• [Problem description] Copy the items below word for word, starting at their first line and ending at the line that contains "column 672, row 498", with both of those lines included.
++++ Provided information ++++
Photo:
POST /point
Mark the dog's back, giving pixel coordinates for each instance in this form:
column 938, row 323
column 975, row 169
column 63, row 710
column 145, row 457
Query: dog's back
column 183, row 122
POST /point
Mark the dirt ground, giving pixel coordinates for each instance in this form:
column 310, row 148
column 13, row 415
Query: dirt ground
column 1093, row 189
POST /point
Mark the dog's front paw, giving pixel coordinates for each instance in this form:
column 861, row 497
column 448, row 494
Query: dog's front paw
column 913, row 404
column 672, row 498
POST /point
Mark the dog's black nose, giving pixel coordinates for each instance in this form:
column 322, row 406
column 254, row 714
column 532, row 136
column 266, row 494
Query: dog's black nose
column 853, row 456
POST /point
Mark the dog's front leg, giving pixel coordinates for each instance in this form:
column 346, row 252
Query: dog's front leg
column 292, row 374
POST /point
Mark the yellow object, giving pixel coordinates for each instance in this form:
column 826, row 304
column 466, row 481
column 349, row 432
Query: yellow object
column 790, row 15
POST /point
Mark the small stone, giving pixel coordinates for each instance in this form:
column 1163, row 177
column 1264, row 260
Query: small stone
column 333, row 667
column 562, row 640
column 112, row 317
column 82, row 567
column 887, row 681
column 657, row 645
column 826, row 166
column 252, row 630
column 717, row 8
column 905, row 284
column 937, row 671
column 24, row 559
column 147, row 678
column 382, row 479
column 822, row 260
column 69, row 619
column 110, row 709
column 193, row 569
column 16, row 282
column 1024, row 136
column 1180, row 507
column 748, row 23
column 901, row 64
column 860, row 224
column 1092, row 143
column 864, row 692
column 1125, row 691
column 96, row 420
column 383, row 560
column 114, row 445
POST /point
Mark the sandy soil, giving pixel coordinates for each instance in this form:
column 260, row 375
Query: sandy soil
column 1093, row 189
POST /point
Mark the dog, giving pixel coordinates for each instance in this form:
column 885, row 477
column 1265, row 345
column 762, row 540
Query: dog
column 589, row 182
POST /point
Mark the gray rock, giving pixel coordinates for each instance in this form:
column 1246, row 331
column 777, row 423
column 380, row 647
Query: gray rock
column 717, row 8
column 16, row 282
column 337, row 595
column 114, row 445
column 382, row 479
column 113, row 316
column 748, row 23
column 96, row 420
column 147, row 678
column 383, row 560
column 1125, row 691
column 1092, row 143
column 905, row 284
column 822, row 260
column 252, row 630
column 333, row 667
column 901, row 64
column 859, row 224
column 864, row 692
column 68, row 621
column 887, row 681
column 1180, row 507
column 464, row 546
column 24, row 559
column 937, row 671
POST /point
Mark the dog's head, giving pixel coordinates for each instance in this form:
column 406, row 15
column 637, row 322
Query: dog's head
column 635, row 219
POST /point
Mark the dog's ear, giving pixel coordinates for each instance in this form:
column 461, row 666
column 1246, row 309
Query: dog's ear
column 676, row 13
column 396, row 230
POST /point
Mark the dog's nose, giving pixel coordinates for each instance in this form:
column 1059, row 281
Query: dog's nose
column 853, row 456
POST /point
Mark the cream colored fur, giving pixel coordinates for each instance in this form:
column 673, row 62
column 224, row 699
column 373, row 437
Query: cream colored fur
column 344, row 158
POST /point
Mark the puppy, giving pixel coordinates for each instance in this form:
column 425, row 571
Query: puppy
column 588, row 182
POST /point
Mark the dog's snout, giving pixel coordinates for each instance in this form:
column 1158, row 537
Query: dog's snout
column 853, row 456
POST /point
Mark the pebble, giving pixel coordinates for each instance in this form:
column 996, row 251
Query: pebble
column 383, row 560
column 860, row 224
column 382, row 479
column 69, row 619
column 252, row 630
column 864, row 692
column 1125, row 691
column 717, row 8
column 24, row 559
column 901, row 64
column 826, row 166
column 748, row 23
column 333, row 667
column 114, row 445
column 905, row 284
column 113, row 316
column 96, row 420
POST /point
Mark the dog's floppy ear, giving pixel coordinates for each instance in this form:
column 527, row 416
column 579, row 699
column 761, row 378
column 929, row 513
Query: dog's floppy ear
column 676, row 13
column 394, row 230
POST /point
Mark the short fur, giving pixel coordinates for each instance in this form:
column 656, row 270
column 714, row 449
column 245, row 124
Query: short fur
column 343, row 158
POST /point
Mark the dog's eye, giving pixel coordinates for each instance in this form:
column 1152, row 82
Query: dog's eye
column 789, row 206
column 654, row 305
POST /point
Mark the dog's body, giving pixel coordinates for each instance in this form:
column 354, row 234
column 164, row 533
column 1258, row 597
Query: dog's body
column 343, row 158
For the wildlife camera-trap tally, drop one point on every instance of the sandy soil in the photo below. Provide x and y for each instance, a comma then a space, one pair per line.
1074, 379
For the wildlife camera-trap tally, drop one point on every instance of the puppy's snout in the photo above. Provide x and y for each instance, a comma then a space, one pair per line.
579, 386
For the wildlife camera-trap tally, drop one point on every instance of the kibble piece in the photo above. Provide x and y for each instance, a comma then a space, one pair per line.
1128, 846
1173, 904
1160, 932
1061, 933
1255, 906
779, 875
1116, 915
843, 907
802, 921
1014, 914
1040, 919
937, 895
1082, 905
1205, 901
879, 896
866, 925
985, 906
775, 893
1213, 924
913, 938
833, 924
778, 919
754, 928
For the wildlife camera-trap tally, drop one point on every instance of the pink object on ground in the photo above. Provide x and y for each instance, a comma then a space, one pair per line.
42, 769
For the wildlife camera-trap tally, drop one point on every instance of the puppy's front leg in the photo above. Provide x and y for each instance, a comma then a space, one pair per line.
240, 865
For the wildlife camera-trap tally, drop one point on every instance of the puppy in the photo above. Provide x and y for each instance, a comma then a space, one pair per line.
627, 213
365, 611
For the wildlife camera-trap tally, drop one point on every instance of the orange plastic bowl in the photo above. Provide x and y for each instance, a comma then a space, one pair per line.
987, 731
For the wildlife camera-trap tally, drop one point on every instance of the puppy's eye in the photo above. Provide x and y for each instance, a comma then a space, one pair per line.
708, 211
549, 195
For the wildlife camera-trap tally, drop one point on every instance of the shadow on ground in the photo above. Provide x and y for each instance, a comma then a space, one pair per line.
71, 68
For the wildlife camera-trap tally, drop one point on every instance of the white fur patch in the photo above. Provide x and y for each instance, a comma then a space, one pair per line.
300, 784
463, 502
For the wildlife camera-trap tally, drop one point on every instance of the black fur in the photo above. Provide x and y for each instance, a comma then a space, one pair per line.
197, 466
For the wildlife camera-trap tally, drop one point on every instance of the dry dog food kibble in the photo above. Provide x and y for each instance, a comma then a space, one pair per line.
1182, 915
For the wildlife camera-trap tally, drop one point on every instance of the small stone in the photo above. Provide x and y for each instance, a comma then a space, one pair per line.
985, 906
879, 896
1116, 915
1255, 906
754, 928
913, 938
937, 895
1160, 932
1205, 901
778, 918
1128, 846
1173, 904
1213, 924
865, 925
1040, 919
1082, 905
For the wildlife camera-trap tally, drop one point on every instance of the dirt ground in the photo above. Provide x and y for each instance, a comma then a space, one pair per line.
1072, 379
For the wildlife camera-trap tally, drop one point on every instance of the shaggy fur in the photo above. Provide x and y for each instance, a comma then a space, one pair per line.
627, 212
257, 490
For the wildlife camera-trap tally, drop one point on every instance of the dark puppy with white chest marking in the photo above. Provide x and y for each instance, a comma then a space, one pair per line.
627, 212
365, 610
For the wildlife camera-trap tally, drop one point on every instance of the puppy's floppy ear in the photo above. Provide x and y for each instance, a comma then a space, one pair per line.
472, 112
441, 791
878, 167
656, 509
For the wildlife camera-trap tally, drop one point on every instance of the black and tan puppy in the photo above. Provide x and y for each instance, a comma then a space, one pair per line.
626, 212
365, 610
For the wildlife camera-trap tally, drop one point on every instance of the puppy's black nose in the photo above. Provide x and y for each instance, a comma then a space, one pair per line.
++++
• [Task solution]
Photo:
POST /point
Mark the dog's back, giving pixel coordinates for each instance in this form:
column 938, row 323
column 975, row 169
column 63, row 710
column 145, row 457
Query: dog's back
column 183, row 122
POST /point
Mark the dirt ground, giving pixel coordinates for each instance in this form:
column 310, row 148
column 13, row 415
Query: dirt ground
column 1093, row 189
POST /point
Mark the dog's front paw, giving pixel coordinates for each instance in this form:
column 861, row 497
column 448, row 494
Query: dog's front paw
column 913, row 404
column 672, row 498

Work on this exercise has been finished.